For the past couple of years, one meme has grown ever louder:

Facebook is killing Google.

Facebook is taking over the Internet, this story goes. Facebook now has ~800 million global users, half of whom log in every day. Facebook now accounts for something like a third of all pageviews in the U.S. Google is miles behind in social, despite the huge numbers for Google +. Facebook consumes an astonishing percentage of time spent online.

And so on.

And most importantly for the Facebook-is-killing-Google meme:

Facebook (and Twitter) are now the means by which many people share content online.

And all of that is true.

But none of it means that Facebook is killing Google.

To get a quick reality check on whether Facebook is killing Google, all you need to do is glance at these two numbers:

$40 Billion
$4 Billion

What are those two numbers?

Those are the approximate revenue numbers for 2011 for Google and Facebook respectively.

Google’s 2011 revenue will be about $40 billion, Facebook’s will be about $4 billion. Google, in other words, is 10-times Facebook’s size.

But, but, but, you say…

Google is still 10-times Facebook’s size because Facebook is just in the early stages of generating revenue. When Facebook gets its revenue engines really cranking, it will blow past Google in no time.

Problems to solve:
1. Reproduce the passage on Facebook and Google word for word, between "To get a quick" and "10-times Facebook’s size.", inclusive.
2. Write a continuation of the passage on whether Facebook is killing Google, starting right after its last sentence.
These items are separate material and have no connection to the passage on Facebook and Google.

(Collected data)
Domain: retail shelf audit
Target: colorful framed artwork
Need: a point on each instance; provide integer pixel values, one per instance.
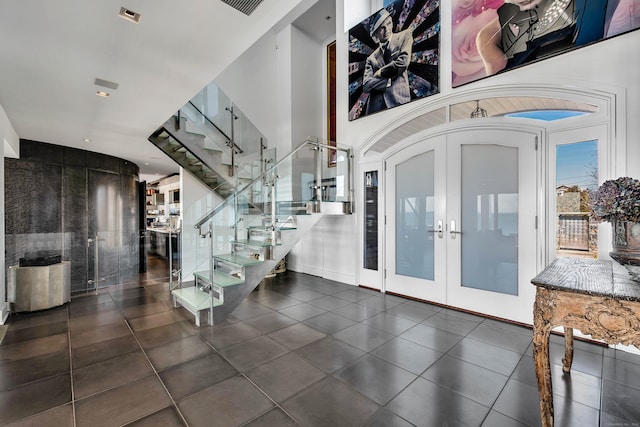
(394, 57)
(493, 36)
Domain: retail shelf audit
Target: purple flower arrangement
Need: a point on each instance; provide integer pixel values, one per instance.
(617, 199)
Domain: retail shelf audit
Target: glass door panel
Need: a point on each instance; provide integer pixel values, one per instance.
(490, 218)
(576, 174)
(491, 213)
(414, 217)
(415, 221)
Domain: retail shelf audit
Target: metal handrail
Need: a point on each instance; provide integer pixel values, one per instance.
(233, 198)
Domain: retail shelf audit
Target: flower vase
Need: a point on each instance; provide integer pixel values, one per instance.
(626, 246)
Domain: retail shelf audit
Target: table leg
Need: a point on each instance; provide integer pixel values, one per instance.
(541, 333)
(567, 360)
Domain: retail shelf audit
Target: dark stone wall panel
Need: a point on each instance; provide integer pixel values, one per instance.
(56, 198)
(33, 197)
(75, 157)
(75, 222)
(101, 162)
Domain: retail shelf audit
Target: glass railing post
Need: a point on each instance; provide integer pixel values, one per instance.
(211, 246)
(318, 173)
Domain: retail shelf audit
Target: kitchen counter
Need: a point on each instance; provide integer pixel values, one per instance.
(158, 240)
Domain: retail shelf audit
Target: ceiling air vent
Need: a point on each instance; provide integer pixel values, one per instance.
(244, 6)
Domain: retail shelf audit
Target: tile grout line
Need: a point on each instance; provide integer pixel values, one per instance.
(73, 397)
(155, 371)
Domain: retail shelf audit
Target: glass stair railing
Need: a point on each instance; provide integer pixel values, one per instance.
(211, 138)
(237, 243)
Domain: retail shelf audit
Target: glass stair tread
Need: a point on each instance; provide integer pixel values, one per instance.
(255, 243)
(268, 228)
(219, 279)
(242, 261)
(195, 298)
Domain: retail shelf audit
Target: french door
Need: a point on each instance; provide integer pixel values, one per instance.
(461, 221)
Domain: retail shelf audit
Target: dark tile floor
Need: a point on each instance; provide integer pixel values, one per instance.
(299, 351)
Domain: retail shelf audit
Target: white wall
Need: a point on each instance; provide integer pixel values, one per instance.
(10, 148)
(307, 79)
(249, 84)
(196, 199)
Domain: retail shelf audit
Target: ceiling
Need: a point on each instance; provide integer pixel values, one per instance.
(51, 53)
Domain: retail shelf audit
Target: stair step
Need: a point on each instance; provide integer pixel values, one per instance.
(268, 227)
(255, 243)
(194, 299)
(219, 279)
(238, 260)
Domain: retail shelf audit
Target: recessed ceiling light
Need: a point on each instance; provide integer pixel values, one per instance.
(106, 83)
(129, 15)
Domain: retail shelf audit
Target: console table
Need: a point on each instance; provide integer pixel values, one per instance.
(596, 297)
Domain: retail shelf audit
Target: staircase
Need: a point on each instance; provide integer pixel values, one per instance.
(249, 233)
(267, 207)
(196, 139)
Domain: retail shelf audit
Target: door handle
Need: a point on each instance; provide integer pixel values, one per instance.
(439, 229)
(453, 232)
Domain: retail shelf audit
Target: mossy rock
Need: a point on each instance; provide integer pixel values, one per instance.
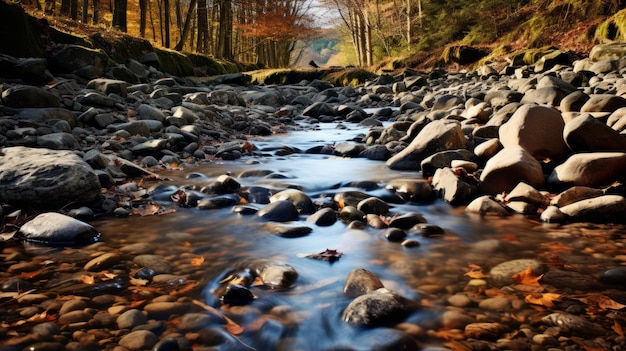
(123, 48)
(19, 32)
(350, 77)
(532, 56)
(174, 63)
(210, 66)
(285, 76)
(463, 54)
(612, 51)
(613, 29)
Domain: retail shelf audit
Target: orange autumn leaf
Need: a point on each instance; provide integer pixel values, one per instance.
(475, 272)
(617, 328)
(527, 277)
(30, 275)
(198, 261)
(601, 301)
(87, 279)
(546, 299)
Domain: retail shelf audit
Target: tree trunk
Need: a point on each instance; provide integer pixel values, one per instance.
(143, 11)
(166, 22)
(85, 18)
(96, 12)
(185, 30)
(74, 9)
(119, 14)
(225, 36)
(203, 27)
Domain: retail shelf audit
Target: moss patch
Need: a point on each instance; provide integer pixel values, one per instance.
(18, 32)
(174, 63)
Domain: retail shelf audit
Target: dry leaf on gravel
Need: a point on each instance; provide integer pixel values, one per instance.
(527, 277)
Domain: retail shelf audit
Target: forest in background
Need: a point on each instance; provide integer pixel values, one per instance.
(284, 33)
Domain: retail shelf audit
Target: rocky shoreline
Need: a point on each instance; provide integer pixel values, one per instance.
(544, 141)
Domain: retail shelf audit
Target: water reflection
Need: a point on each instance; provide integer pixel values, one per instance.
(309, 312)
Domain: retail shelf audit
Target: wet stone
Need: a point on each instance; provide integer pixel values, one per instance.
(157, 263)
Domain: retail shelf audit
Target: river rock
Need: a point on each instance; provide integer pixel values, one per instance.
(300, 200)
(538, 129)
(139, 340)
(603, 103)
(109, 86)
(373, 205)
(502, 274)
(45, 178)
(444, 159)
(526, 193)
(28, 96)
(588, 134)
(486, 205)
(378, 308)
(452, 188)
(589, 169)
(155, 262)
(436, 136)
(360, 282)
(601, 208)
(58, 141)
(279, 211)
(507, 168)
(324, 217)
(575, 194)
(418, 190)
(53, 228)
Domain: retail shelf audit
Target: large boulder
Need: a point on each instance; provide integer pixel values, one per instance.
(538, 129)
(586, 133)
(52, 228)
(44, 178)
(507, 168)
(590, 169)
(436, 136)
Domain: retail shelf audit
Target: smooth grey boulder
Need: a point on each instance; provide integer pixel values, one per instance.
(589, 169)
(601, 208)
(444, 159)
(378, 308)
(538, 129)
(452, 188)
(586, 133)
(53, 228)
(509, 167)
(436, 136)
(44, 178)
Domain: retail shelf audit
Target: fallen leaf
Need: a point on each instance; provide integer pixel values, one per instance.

---

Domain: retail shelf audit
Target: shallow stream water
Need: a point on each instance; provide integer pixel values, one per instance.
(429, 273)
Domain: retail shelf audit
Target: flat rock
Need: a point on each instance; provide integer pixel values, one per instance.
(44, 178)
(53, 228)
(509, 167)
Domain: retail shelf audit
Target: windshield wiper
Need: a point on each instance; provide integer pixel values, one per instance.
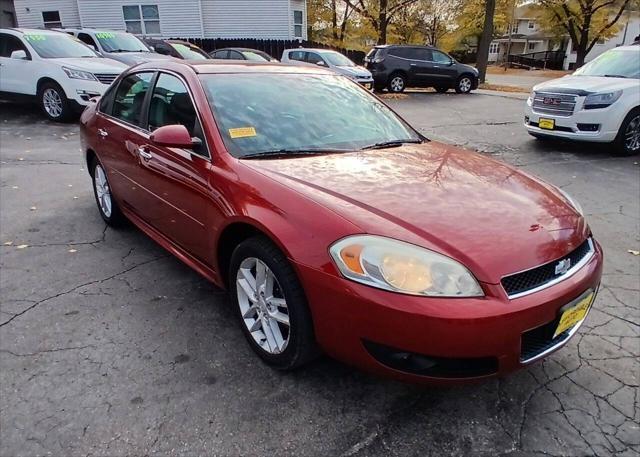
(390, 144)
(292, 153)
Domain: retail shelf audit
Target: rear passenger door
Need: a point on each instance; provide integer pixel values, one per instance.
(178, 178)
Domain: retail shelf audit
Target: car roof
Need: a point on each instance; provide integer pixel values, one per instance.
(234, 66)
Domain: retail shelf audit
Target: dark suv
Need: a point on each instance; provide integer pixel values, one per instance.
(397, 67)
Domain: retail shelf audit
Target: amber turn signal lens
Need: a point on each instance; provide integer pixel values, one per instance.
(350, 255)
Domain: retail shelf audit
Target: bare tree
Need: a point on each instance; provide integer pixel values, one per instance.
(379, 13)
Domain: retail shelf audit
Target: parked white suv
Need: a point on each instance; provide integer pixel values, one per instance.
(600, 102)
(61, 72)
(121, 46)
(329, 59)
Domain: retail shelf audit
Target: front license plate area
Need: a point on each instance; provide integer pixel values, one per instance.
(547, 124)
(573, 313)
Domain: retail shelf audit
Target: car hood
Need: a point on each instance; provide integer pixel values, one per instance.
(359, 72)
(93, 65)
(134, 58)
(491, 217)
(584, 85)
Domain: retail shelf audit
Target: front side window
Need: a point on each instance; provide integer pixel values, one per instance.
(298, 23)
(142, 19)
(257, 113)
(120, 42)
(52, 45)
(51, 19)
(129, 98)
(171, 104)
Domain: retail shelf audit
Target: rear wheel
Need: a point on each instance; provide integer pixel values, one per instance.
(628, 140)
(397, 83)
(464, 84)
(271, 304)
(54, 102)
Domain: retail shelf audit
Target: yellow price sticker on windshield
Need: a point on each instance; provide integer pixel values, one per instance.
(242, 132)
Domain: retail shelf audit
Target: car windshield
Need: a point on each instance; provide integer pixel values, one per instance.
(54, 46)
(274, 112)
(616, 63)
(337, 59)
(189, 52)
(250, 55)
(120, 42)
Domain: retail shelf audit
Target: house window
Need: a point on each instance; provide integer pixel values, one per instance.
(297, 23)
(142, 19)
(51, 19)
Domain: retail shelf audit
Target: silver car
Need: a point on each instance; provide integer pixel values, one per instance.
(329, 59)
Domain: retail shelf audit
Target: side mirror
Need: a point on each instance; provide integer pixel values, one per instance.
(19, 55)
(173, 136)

Outputs:
1.
To get a quick reality check on whether Facebook is killing Google, all you need to do is glance at these two numbers:

$40 Billion
$4 Billion

What are those two numbers?

Those are the approximate revenue numbers for 2011 for Google and Facebook respectively.

Google’s 2011 revenue will be about $40 billion, Facebook’s will be about $4 billion. Google, in other words, is 10-times Facebook’s size.

2.
No, it won’t. Not unless it figures out a way to insert itself between consumers who want to buy specific products and companies that make and sell those specific products, the way Google has.

If Facebook builds a products and services search engine, for example, and somehow captures a huge amount of Google’s global search share then, yes, Facebook will in fact be “killing” Google.

Until then, all the “time spent” and “pageviews” and “users” metrics are pretty much irrelevant.

Why?

Because as the current revenue levels for both companies are demonstrating, search is a vastly better advertising product than social networking.

Vastly better.

So much better, in fact, that, when it comes to head-to-head business competition, the two companies aren’t yet even in the same league.

And why is search such a better business than social networking?

Because search is the best advertising product in the history of the world.

Social networking, meanwhile, is a relatively lousy advertising product (relatively).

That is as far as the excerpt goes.